J. Bone Joint Infect., 4, 268–276, 2019
https://doi.org/10.7150/jbji.37262
© Author(s) 2019. This work is distributed under
the Creative Commons Attribution 4.0 License.

Original full-length article 06 Nov 2019

Original full-length article | 06 Nov 2019

Clinical Outcome of Antibiotic Suppressive Therapy in Patients with a Prosthetic Joint Infection after Hip Replacement

Borg Leijtens1, Laura Weerwag1, Berend Willem Schreurs1, Bart-Jan Kullberg2, and Wim Rijnen1 Borg Leijtens et al.
  • 1Department of Orthopedic Surgery, Radboud University Medical Centre Nijmegen, the Netherlands
  • 2Department of Internal Medicine/Infectious Diseases, Radboud University Medical Centre Nijmegen, the Netherlands

Keywords: prosthetic joint infection, antibiotic suppressive therapy, hip replacement

Abstract. Introduction: In Specific cases, curative treatment of a prosthetic joint infection (PJI) cannot be accomplished due to the increased risk of major complications after prosthetic joint revision surgery. In these patients, antibiotic suppressive therapy (AST) is often used to control the infection.

Aim: To describe the clinical outcome of patients with a PJI after hip replacement treated with AST.

Methods: Patients in which AST for PJI was started between 2006 and 2013, were retrospectively included. Follow-up was continued until October 2018. AST has been defined as treatment with oral antibiotic therapy intended to suppress PJI. Treatment was considered successful in patients without reoperation for PJI or death related to PJI during follow-up.

Results: Twenty-three patients were included. The most commonly used antibiotics were doxycycline (n=14) and cotrimoxazole (n=6). The mean duration of AST was 38 months (1-151 months). AST was considered successful in 13 patients (56.5%) after a median follow-up of 33 months. AST was least successful in PJI caused by S. aureus with 80% failures versus 33% in PJI caused by other microorganisms and in patients who had an antibiotic-free period before the start of AST with 83% failures. Two patients ended AST due to side effects.

Conclusion: AST can be an alternative treatment in selected patients with a PJI after hip replacement. However, there is a persisting and considerable amount of failures, particularly in PJI caused by S. aureus and in patient with an antibiotic-free period before the start of AST.

LISTED RECORDS ->
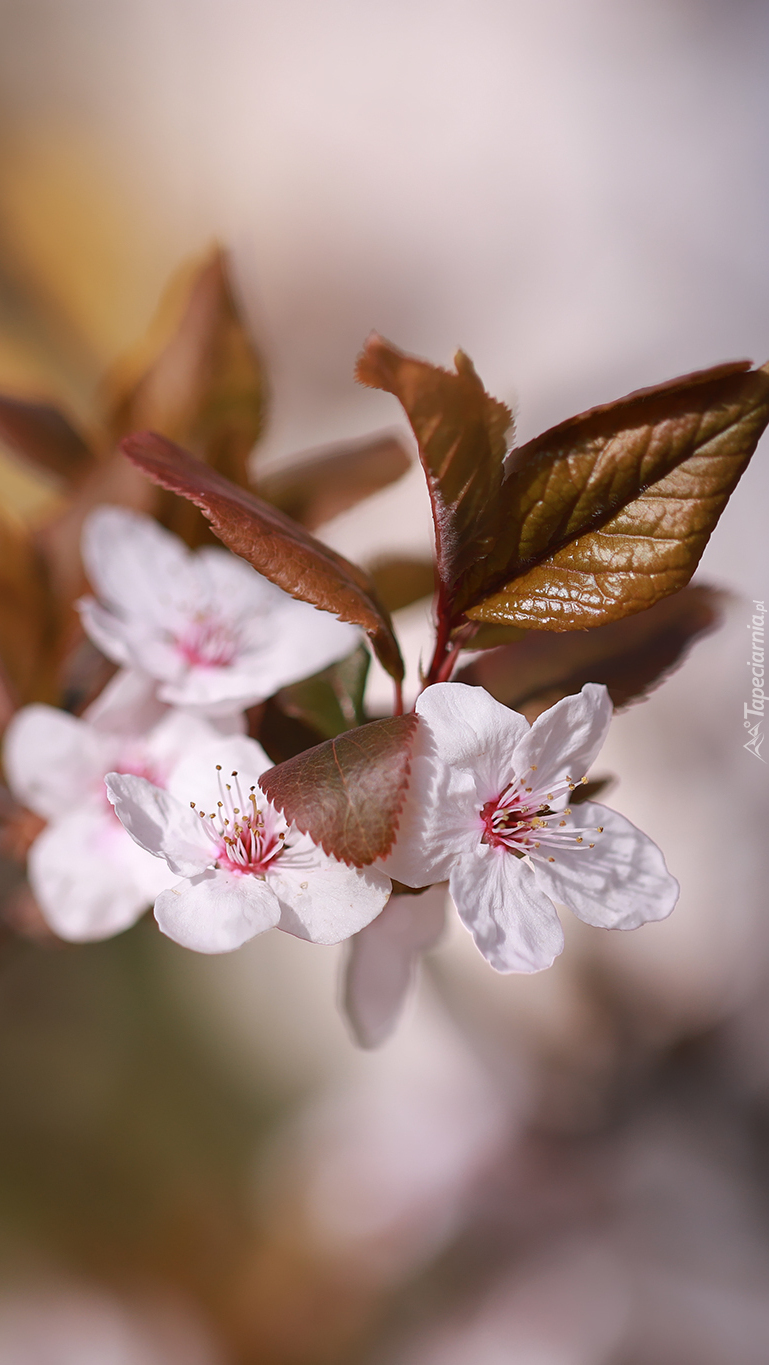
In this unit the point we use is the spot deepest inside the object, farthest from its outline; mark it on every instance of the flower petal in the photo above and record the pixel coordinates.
(216, 912)
(160, 823)
(133, 564)
(512, 922)
(618, 885)
(90, 879)
(127, 705)
(52, 759)
(566, 739)
(323, 900)
(471, 730)
(383, 958)
(196, 777)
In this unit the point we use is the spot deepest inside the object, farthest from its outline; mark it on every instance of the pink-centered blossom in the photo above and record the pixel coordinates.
(89, 878)
(204, 624)
(239, 868)
(492, 807)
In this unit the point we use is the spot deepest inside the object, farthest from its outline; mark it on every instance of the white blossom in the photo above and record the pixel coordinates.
(89, 878)
(242, 868)
(204, 624)
(491, 807)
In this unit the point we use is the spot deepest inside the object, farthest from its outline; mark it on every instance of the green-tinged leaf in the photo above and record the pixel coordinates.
(41, 434)
(399, 582)
(276, 546)
(332, 700)
(204, 388)
(630, 657)
(348, 792)
(314, 489)
(462, 438)
(609, 512)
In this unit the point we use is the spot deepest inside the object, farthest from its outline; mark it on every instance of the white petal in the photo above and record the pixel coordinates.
(134, 564)
(89, 879)
(127, 705)
(216, 912)
(105, 629)
(323, 900)
(512, 922)
(381, 963)
(302, 640)
(566, 739)
(196, 776)
(160, 823)
(52, 759)
(471, 730)
(620, 883)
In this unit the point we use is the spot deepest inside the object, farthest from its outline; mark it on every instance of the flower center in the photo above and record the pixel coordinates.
(247, 840)
(522, 821)
(208, 642)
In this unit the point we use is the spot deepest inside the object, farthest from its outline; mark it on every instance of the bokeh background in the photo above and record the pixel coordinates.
(572, 1169)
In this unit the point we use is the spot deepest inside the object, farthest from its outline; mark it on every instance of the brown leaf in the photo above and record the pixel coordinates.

TASK PROMPT ->
Name every author listed on the hip replacement article.

ANSWER TO THE PROBLEM ->
Borg Leijtens, Laura Weerwag, Berend Willem Schreurs, Bart-Jan Kullberg, Wim Rijnen